*WHAT THE TASK ASKS*
Reproduce the listing word for word. Skip any image.

[Location labeling records]

=-=-=-=-=

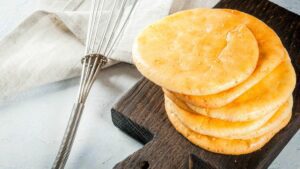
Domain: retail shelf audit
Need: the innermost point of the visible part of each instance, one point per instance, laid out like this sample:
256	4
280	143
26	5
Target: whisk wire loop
100	43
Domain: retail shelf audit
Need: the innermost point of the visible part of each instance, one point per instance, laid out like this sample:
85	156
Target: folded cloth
48	45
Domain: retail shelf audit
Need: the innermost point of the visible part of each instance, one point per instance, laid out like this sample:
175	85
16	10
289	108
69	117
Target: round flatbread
196	52
284	113
210	126
223	146
267	95
271	54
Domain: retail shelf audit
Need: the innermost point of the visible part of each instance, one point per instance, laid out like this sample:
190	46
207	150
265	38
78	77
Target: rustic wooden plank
140	113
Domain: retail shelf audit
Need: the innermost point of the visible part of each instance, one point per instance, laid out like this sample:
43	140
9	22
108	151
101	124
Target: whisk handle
69	136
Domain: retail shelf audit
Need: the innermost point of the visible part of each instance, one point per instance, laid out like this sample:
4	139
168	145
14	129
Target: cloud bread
283	114
224	146
267	95
210	126
271	54
197	52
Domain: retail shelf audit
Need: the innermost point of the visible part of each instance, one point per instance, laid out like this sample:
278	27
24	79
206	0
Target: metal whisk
107	21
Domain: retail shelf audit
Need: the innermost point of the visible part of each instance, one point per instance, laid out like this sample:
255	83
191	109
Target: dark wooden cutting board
141	114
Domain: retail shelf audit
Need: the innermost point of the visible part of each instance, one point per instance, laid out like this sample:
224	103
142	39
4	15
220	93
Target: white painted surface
32	123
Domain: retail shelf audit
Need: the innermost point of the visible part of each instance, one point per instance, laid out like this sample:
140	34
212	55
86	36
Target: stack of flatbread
227	78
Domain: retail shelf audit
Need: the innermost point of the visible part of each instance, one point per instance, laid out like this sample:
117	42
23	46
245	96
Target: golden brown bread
267	95
210	126
196	52
271	54
224	146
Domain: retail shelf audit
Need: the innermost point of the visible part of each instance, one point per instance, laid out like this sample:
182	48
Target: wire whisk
107	22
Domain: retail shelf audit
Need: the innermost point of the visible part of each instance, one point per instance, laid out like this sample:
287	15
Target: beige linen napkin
48	46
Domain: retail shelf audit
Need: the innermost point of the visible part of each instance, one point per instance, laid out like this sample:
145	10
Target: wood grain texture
141	114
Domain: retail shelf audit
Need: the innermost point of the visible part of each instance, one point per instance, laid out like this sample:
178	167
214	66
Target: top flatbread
271	54
197	52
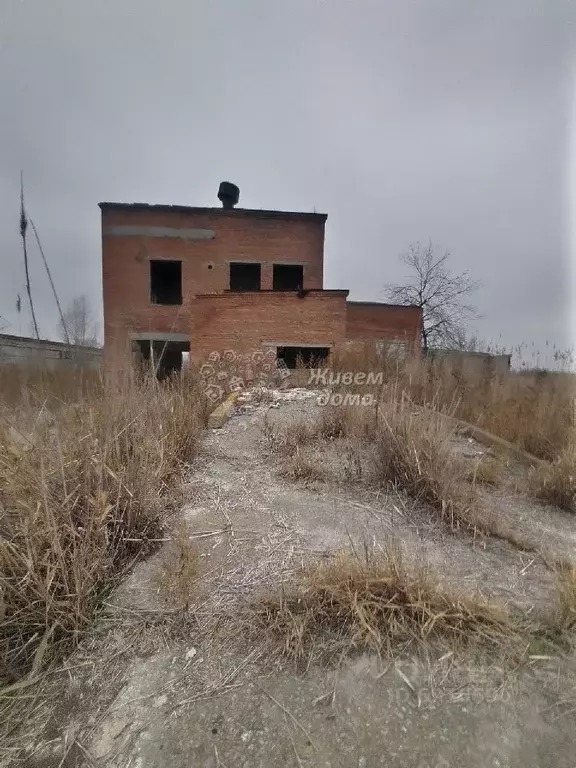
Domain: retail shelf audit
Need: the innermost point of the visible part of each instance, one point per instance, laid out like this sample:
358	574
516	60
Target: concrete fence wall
19	350
471	363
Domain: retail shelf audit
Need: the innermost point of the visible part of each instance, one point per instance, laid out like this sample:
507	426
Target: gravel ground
201	694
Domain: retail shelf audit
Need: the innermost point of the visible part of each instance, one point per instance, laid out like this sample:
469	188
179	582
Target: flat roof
382	304
307	291
256	213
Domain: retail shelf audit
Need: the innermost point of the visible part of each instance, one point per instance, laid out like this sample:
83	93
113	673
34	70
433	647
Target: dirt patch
200	694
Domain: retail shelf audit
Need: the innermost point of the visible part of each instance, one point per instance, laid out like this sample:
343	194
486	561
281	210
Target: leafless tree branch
440	294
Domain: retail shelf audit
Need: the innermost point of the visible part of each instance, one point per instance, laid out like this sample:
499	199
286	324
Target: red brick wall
243	321
238	236
383	321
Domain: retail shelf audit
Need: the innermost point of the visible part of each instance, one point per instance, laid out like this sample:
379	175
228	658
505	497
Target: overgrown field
86	468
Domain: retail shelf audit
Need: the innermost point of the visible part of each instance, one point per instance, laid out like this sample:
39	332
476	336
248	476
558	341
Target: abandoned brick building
200	280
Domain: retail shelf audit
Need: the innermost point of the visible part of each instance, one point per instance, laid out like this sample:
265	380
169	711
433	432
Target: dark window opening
244	277
166	282
288	277
302	357
166	357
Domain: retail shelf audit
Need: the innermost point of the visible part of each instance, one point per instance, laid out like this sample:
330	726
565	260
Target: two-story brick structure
181	279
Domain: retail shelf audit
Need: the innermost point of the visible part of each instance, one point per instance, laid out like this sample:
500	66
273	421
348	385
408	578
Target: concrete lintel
154	336
138	231
313	345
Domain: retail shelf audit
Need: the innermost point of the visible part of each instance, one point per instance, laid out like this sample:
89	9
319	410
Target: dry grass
532	410
81	492
377	604
555	482
415	455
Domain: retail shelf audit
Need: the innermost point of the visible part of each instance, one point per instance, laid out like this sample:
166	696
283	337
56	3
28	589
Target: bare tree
78	324
441	295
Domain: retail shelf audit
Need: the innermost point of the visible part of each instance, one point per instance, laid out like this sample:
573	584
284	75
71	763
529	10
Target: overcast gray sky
402	120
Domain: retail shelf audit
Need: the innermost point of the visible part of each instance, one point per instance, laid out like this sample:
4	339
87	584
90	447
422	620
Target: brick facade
246	321
367	320
212	317
238	236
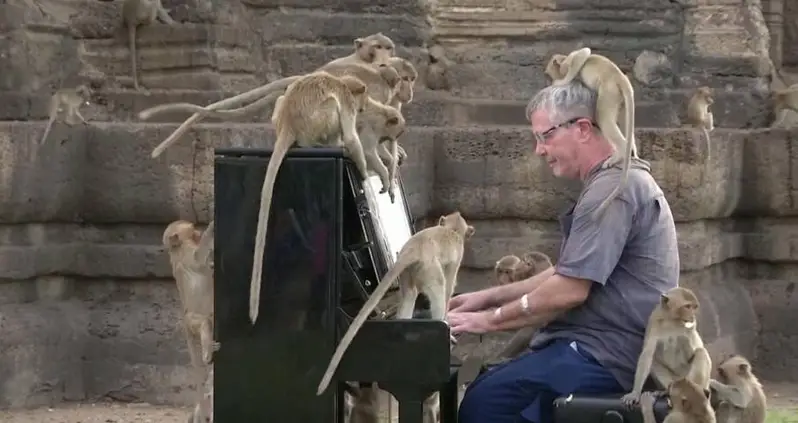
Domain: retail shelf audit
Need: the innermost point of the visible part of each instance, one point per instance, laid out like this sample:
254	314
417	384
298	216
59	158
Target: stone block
313	26
379	7
41	184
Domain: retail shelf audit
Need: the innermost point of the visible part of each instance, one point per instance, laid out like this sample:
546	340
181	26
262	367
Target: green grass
782	415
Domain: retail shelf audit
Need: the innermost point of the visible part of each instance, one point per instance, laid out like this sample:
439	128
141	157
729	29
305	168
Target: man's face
558	142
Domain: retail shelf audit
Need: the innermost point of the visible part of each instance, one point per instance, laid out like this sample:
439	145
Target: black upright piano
331	237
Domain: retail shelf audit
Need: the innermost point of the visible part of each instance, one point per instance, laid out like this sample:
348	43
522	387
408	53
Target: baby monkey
65	106
510	268
698	114
738	393
134	14
672	347
189	251
689	404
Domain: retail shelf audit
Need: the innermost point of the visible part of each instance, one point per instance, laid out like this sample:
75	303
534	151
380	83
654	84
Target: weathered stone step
103	172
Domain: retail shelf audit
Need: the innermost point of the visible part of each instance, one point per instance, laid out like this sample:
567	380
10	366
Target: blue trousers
522	390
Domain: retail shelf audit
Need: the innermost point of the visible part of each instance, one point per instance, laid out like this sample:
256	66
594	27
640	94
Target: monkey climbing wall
87	304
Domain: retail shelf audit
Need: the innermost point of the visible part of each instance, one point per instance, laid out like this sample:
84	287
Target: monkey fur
189	251
614	92
738	393
65	106
375	48
335	103
672	347
689	404
141	12
429	262
698	114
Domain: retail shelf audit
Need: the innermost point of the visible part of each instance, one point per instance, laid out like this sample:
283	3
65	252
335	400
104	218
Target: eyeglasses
541	137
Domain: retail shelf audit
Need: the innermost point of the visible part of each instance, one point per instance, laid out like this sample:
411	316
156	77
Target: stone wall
87	307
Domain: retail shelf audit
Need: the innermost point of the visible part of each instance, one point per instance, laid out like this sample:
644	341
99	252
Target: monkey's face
394	126
554	67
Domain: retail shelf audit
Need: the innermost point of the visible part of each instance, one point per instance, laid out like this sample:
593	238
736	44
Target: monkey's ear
174	240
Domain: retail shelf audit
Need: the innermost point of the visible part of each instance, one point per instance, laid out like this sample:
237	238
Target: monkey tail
47	130
239	99
131	39
629	111
203	250
362	315
281	146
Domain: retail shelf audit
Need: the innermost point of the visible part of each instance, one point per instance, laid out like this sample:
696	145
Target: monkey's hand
631	399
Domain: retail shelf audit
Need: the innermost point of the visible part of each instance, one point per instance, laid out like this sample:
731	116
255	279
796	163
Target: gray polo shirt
631	254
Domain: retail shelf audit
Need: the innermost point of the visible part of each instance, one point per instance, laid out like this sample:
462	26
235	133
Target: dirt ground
782	401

=-=-=-=-=

*FINAL ANSWER*
Domain: retail shelf audit
Need: the innermost point of the visible part of each instance, one point per instance, laid out like this sample:
256	4
280	143
26	5
Target: whisk wire loop
100	43
Domain: retail shelf audit
Need: the innermost point of the visible part of each instance, one point per instance, laid out like this sample:
85	156
Target: folded cloth
48	45
Domain: retail shelf audit
Need: the innermost point of the visible part of each instance, one point per instance, laid out like this sample:
175	85
16	10
289	108
69	117
Target: round flatbread
196	52
284	113
210	126
223	146
267	95
271	54
Domain: retail shelf audit
Need: the innermost point of the visible part of each instance, one point per instance, laid out like this sample:
190	46
207	150
265	38
78	77
Target: rustic wooden plank
140	113
Domain: retail shelf audit
Need: the innermost point of the visible part of each instance, one point per instance, laid out like this sample:
43	140
9	22
108	151
101	124
Target: whisk handle
69	136
Domain: retail shelf audit
Need: the innermost point of the visible part of each instance, one point per instance, laid out like this sample:
4	139
168	145
14	129
Target: cloud bread
283	114
224	146
267	95
210	126
271	54
197	52
Domain: retail shelf audit
Need: the innermost point of the visible part of each instance, one point per instance, laid out like this sample:
278	27
24	79
206	0
Target: metal whisk
107	21
Domain: retail shelf audit
Need: the innermost point of the visible part of each instance, one point per instance, laid out like this sample:
255	83
191	109
Target: dark wooden cutting board
141	114
Domain: retail shelf audit
Need: the innermost point of the visible part of each instance, one point per instance, laid out like this sample:
224	103
142	39
4	15
220	93
Target: white painted surface
32	123
Domain: retail shelf audit
Need: the innermost point of the visible part of each instance, one point per instance, laid out like this sample:
140	34
212	55
86	36
Target: stack of flatbread
227	78
Domain: retail shelf audit
Need: the innermost point of the visible part of each instance, one point per instance, laid out like this sample:
117	42
23	46
245	96
Target: golden brown bread
267	95
210	126
196	52
271	54
224	146
Domain: retail shelf audit
Need: the innermost point of the visible part of each instance, one point per instance, laid out like this sample:
182	48
Target: wire whisk
107	22
Domain: retail shelf audit
Need: the innermost point of the visible part of each instance, one point per instance, laid out like this sample:
287	15
Target: beige linen napkin
48	46
Domain: retail shelf audit
Need: the innermost point of the visible part of each instance, one point per instance, laid out like this sample:
145	10
Target: wood grain texture
141	114
Domain: retail shelf audit
Need: the innermost point of the visible part of each instance, one point per instance, laid out like this sample:
178	167
214	66
Target: top flatbread
271	54
197	52
Domain: retail shelf audit
Need: the innermost point of the visible part of each instance, one point per instance, laid out like this sample:
358	574
516	60
Target: concrete fence wall
19	350
471	363
Domain: retail shelf audit
Need: the innermost point of the visible part of each instance, one point per instance, laid out like this sample:
507	426
Target: gravel ground
201	694
Domain: retail shelf audit
Need: the innermost point of the visible part of each instance, one point per instance, laid out like this sample:
469	188
179	582
Target: flat roof
382	304
307	291
256	213
Domain: retail shelf audit
Need: the innermost point of the visible part of each instance, one point per instance, laid out like this sample:
83	93
113	673
34	70
433	647
Target: dirt patch
200	694
Domain: retail shelf audit
Need: the innermost point of the visible part of each instance, one point per instance, laid out like this sample:
343	194
486	561
281	210
Target: leafless tree branch
440	294
Domain: retail shelf audit
Need: the innermost point of the visible part of each instance, one point per instance, laid out like this sample:
499	199
286	324
Target: red brick wall
243	321
238	236
383	321
Domain: retail shelf audit
Need: the innermost point of the visible part of each instance, one point per instance, laid out like this sample:
379	175
228	658
505	497
Target: overgrown field
86	468
Domain: retail shelf audit
Need: the innermost point of the visible part of each instance, one point per instance, laid out like this sample:
39	332
476	336
248	476
558	341
Target: abandoned brick building
200	280
Domain: retail shelf audit
Need: the innermost point of the visible part of each instance, one point per instance, laid out like this sample:
265	380
169	711
433	432
Target: dark window opening
244	277
166	282
288	277
302	357
166	357
Domain: retail shelf audit
Need: the innermost point of the visible part of each instance, one point per instance, laid out like this sample:
330	726
565	260
Target: two-story brick structure
181	279
Domain: retail shelf audit
Need: the innermost point of the visible part of each instance, one point per instance, laid out like this sample:
500	66
273	421
348	385
408	578
Target: concrete lintel
154	336
138	231
313	345
Domain: retail shelf audit
Need: the innermost point of the visible part of each instance, one point per instance, laid out like this sample:
89	9
319	410
Target: dry grass
532	410
81	492
377	604
555	482
415	455
Domain: retail shelf audit
Need: the innermost point of the visible part of each instance, one point per instance, laid out like this sample:
166	696
283	337
56	3
28	589
Target: bare tree
78	324
441	295
Domain: retail shelf audit
Need: the innermost point of the visible part of each instance, one point per instance, laid out like this sample:
573	584
284	75
71	763
529	10
Target: overcast gray sky
402	120
Domain: retail shelf audit
Need: the innermost point of the visible part of each instance, one point per instance, laid out like this sample:
4	339
87	584
90	447
422	620
Target: brick facade
246	321
367	320
212	317
238	236
Domain: retail shelf audit
Need: the innermost point of the visible part of each instance, one point per instance, laid out like this sample:
254	314
417	384
298	216
59	158
Target: stone block
313	26
379	7
41	184
Domain: retail shelf audit
Need: the innermost point of the visible part of each instance, one point per instance, laid out like this sample:
546	340
181	26
262	367
Target: green grass
782	415
Domain: retail shelf audit
Need: the innermost point of the visible part of each instance, one point per instance, laid out like this sample:
439	128
141	157
729	29
305	168
Target: man's face
558	142
Domain: retail shelf audit
Need: the innermost point of the visible part of each instance, one point per instance, laid out like this sample:
439	145
Target: black upright piano
331	237
Domain: retail shelf audit
Need: the innermost point of the visible part of each instance, one point per instance, laid out like this sample:
348	43
522	387
408	53
Target: baby monkey
65	106
510	268
698	114
738	393
134	14
672	347
189	251
689	404
Domain: retail shelf audit
Need: the innermost point of the visible part of each instance, one point per instance, laid out like this sample:
75	303
534	151
380	83
654	84
Target: weathered stone step
103	172
Domain: retail shelf audit
Need: the innermost point of the visible part of each instance, one point per instance, laid out like this sample:
567	380
10	366
Target: blue trousers
522	390
Domain: retail shelf audit
Need: the innermost point of the visible part of each instance, one point per instance, laid out like this sample:
256	66
594	27
640	94
Target: monkey climbing wall
87	304
Domain: retail shelf audit
Need: the innermost point of the visible part of each instance, one point per instance, laid out like this sample:
84	287
Target: monkey fur
189	251
614	92
738	393
65	106
375	48
335	103
672	347
689	404
141	12
429	262
698	114
Domain: retail shelf audit
Need: the innermost point of the visible part of each instance, one point per instance, laid out like this sample:
283	3
65	252
335	400
104	218
Target: eyeglasses
541	137
Domain: retail shelf audit
Need: the innermost point of the visible part of each instance, one point per instance, laid out like this sample:
411	316
156	77
Target: stone wall
87	307
Domain: retail shelf audit
Need: the innermost point of the visible part of each instance, one point per instance, laid out like this sample:
644	341
99	252
Target: monkey's face
394	126
554	67
Domain: retail shelf audit
Need: the innermost point of the visible part of each instance, one point per instance, laid out like this sample:
593	238
736	44
Target: monkey's ear
174	240
Domain: retail shelf audit
Need: the innermost point of the visible part of each instance, one point per instance, laid out like this sample:
237	238
Target: monkey tail
47	130
239	99
131	39
629	111
203	250
362	315
281	146
Domain: retail shelf audit
Need: the innermost point of the visible part of each instance, one point per instance, laid out like this sample:
696	145
Target: monkey's hand
631	399
Domain: retail shelf audit
Need: the innermost point of the visible part of each instance, one point per instance, laid out like this sample:
731	116
255	279
796	163
Target: gray polo shirt
631	254
Domain: retail shelf audit
Need: the innermost point of the visible part of each instance, one point per instance, laid out like this sample:
462	26
235	133
Target: dirt ground
782	401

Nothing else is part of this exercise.